**Problem requirements:**
Pull out every line of the material below that contains the word "floor", matching case exactly, and copy each such line in full.

**Task input:**

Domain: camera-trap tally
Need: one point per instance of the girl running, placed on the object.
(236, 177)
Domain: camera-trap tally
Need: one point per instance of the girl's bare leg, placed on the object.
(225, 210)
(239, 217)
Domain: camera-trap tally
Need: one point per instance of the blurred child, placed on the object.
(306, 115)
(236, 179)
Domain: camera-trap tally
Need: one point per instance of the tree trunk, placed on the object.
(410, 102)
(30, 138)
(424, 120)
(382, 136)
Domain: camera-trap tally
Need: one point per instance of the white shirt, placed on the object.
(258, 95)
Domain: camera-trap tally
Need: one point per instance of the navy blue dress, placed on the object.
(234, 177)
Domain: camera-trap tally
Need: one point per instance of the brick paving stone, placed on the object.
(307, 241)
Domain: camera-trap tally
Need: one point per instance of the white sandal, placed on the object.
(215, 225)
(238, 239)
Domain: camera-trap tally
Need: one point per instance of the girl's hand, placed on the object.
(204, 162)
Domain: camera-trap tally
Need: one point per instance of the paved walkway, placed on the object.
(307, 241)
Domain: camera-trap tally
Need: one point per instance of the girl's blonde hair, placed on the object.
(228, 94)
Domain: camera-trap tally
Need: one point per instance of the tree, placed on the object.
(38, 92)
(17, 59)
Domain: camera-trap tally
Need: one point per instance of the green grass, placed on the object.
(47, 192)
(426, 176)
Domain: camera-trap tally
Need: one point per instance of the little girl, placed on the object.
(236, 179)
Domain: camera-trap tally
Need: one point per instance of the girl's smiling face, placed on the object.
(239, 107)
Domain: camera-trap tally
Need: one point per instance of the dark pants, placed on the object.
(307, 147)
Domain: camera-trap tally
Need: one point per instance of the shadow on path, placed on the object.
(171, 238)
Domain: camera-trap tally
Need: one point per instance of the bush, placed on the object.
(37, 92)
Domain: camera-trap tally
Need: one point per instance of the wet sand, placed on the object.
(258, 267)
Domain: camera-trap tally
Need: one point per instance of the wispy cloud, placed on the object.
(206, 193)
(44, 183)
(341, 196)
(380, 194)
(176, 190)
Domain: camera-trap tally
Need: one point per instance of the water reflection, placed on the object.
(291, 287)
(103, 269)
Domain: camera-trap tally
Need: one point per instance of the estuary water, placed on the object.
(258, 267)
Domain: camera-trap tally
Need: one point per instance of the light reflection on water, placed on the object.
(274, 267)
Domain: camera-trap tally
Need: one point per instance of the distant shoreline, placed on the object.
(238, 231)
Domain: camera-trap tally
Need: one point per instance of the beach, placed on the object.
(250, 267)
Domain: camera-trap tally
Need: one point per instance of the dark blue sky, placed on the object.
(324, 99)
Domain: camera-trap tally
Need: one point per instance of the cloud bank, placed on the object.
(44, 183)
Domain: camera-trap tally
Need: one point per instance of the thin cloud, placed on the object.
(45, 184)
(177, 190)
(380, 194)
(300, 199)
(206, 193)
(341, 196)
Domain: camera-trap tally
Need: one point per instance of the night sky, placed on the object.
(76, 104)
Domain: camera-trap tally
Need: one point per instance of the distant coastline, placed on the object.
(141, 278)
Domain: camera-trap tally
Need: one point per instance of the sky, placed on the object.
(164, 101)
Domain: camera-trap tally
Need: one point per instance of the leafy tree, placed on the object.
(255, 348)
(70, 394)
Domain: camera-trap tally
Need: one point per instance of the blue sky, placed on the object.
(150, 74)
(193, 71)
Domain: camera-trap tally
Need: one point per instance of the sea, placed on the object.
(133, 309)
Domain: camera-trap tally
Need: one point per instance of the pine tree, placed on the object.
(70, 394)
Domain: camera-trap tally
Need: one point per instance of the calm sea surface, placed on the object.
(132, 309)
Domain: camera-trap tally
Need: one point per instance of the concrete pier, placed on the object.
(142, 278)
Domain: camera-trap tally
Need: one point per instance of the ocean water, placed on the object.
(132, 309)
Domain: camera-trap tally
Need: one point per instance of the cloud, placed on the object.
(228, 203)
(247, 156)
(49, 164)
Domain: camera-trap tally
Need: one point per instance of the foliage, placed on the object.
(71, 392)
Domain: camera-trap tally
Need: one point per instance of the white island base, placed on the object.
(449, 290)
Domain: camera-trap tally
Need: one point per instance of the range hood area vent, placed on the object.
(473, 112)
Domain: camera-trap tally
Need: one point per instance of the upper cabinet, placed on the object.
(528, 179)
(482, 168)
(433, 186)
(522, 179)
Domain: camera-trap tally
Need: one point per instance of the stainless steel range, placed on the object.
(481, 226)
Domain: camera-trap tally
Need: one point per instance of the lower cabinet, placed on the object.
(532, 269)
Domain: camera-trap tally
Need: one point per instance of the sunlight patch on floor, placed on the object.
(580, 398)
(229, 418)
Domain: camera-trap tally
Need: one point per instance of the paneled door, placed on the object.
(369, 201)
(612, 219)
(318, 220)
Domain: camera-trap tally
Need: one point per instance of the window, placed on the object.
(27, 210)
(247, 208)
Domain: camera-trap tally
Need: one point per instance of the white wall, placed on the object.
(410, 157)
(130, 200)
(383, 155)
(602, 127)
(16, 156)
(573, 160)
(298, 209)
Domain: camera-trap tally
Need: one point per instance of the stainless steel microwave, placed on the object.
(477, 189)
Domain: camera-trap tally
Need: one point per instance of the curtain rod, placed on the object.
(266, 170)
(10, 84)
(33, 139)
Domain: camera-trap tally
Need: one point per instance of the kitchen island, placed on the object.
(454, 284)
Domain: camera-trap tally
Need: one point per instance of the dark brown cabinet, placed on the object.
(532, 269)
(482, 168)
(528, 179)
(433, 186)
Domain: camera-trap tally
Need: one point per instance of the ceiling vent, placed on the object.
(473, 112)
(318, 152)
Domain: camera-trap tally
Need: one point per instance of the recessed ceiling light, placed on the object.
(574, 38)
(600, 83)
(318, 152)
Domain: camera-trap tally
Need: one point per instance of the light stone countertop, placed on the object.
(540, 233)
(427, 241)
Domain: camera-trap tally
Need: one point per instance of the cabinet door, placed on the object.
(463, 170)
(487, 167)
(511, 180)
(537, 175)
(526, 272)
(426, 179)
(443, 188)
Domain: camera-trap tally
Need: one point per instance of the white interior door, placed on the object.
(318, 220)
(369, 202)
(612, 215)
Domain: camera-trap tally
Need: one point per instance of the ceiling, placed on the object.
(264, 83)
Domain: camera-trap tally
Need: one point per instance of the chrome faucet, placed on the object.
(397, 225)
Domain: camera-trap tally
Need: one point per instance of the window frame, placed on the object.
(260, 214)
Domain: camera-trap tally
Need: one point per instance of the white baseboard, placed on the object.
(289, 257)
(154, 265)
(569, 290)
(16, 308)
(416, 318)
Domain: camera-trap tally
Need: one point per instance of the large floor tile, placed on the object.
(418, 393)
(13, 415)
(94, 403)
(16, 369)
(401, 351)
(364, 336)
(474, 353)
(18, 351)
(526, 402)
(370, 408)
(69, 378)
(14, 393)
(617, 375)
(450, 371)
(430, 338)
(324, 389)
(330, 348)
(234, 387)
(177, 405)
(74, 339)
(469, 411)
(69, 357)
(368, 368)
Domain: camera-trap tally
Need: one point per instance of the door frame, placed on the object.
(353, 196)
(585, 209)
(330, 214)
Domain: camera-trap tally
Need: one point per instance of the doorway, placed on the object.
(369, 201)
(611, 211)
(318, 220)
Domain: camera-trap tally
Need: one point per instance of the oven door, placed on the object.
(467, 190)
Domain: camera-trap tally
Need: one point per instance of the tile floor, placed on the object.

**Exercise solution:**
Need: one point per instance of the sunlight patch on floor, placed on the object.
Need: one point per instance of the large floor tile, placed on the object.
Need: one point per instance of the tile floor, placed on the object.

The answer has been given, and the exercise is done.